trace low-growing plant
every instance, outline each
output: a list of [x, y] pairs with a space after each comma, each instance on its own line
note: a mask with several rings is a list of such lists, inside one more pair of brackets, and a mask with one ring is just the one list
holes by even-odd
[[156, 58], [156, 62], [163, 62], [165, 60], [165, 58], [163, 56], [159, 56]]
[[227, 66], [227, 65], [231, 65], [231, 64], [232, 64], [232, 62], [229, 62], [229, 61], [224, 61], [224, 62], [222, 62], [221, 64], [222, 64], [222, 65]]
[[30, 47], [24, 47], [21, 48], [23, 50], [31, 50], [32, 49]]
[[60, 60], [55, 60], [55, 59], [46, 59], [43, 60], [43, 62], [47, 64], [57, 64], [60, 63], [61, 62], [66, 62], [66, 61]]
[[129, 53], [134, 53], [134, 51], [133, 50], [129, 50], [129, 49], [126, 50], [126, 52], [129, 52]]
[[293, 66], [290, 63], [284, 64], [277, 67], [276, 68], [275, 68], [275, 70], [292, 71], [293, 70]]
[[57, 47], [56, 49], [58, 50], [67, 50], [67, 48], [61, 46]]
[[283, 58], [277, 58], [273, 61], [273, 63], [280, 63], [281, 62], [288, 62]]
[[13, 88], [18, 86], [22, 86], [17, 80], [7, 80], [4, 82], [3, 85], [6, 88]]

· · ·

Work instructions:
Rewrite the listing above as a numbered list, one line per item, and leave out any blank lines.

Written response:
1. trace low-growing plant
2. every instance, outline each
3. output: a list of [x, y] pairs with a space after each comma, each instance on its own line
4. note: a mask with several rings is a list of such lists, inside one more pair of brackets, and a mask with one ring is just the one list
5. holes by even-odd
6. [[156, 58], [156, 62], [163, 62], [165, 60], [165, 58], [163, 56], [159, 56]]
7. [[227, 66], [227, 65], [231, 65], [231, 64], [232, 64], [232, 62], [229, 62], [229, 61], [224, 61], [224, 62], [222, 62], [221, 64], [222, 64], [222, 65]]
8. [[30, 47], [24, 47], [21, 48], [23, 50], [31, 50], [32, 49]]
9. [[60, 60], [55, 60], [55, 59], [46, 59], [43, 60], [43, 62], [47, 64], [57, 64], [60, 63], [61, 62], [66, 62], [66, 61]]
10. [[129, 53], [134, 53], [134, 51], [133, 50], [129, 50], [129, 49], [126, 50], [126, 52], [129, 52]]
11. [[293, 66], [290, 63], [284, 64], [277, 67], [276, 68], [275, 68], [275, 70], [292, 71], [293, 70]]
12. [[57, 47], [56, 49], [58, 50], [67, 50], [67, 48], [61, 46]]
13. [[283, 58], [277, 58], [273, 61], [273, 63], [280, 63], [281, 62], [288, 62]]
14. [[13, 88], [18, 86], [22, 86], [17, 80], [7, 80], [4, 82], [3, 85], [6, 88]]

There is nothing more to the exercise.